[THE TASKS]:
A. In the uposatha message, why does the passage being explained have nothing to do with reciting the Pātimokkha?
B. Translate this sentence from the uposatha message into Spanish: "Such passages probably come from the old (Sinhaḷa) Aṭṭhakathā."

[PROVIDED PASSAGE]:
— START —

Re: AW: [palistudy] sesa-dvaya

From: L.S. Cousins
Message: 4189
Date: 2015-02-01

Dear Bryan,

The passage is explaining the meaning of the word uposathe at DN I 47.
As commonly with the commentaries it gives various senses of the word
uposatha in various contexts and concludes that the meaning here is
upavasitabbadivaso. So here it refers to the days on which the uposatha
is kept (by observing eight precepts). There are similar passages at Spk
I 277 and  Ps IV 75f. So in this context it does not concern the
recitation of the Pātimokkha.

There are four such days i.e. the eighth in both fortnights, the
fifteenth in both fortnights and the fourteenth when there is no
fifteenth, making three kinds of uposatha day.

Such passages probably come from the old (Sinhaḷa) Aṭṭhakathā.

— END —

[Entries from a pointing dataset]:
— START —

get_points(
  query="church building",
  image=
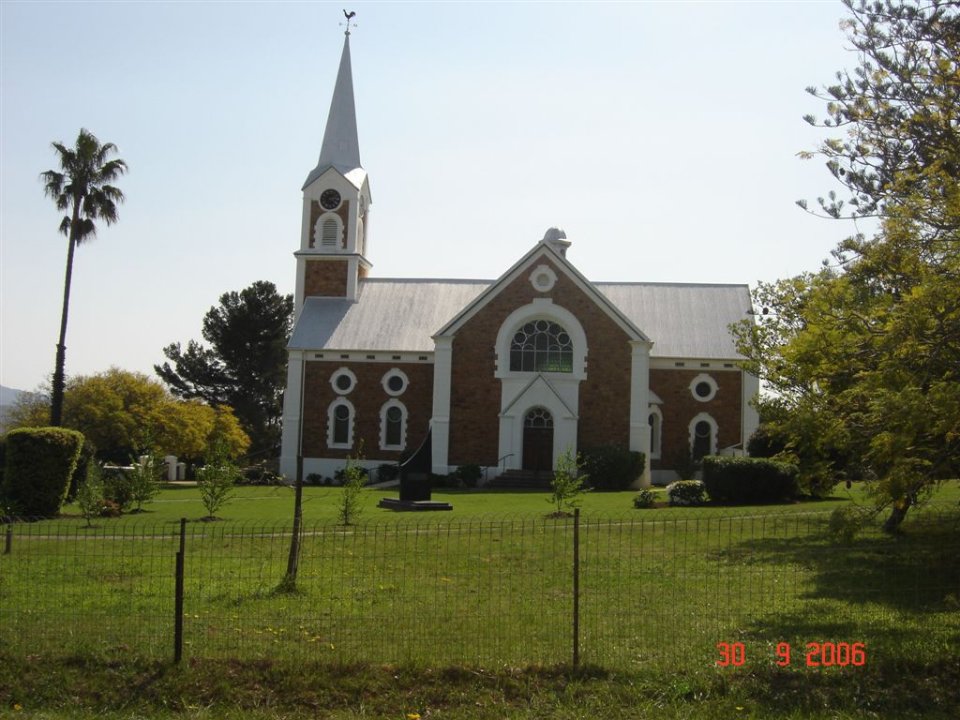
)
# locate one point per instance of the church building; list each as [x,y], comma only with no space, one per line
[507,374]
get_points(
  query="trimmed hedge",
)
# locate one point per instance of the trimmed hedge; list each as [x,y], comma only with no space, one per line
[39,465]
[746,480]
[611,467]
[686,493]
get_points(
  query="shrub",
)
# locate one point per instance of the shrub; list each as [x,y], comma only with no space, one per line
[611,467]
[469,475]
[86,463]
[354,478]
[39,464]
[766,442]
[262,474]
[685,465]
[568,483]
[644,499]
[846,522]
[216,480]
[117,487]
[686,492]
[749,480]
[90,494]
[144,479]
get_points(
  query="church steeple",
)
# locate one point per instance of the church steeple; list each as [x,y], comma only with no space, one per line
[341,147]
[331,260]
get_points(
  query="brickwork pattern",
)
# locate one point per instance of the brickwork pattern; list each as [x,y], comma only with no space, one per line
[475,393]
[367,397]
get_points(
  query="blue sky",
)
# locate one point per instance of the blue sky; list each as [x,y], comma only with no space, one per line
[661,136]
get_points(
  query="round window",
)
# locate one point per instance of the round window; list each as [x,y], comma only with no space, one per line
[395,382]
[343,381]
[703,387]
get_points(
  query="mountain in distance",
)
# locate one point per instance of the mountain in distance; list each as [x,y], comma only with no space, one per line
[8,396]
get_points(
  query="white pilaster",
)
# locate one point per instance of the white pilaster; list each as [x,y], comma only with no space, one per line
[640,405]
[290,438]
[751,417]
[440,426]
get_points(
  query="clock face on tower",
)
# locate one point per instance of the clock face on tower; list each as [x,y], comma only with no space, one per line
[329,199]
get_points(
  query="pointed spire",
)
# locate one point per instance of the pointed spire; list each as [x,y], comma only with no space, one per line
[341,148]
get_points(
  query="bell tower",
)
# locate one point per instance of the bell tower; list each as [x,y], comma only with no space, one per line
[336,203]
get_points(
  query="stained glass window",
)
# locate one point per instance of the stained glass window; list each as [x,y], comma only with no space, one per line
[541,346]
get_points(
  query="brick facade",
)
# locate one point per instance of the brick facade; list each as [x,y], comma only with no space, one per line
[367,397]
[604,412]
[680,407]
[325,278]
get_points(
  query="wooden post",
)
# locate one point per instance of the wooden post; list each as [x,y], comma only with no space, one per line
[576,587]
[178,598]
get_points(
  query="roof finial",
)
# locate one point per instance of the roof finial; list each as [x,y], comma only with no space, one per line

— END —

[ANSWERS TO EACH TASK]:
A. In this context the commentary concludes that uposatha means upavasitabbadivaso, the days on which the uposatha is kept by observing eight precepts. Since the word refers to those observance days, it doesn't concern the recitation of the Pātimokkha.

B. Tales pasajes probablemente provienen de la antigua Aṭṭhakathā (cingalesa).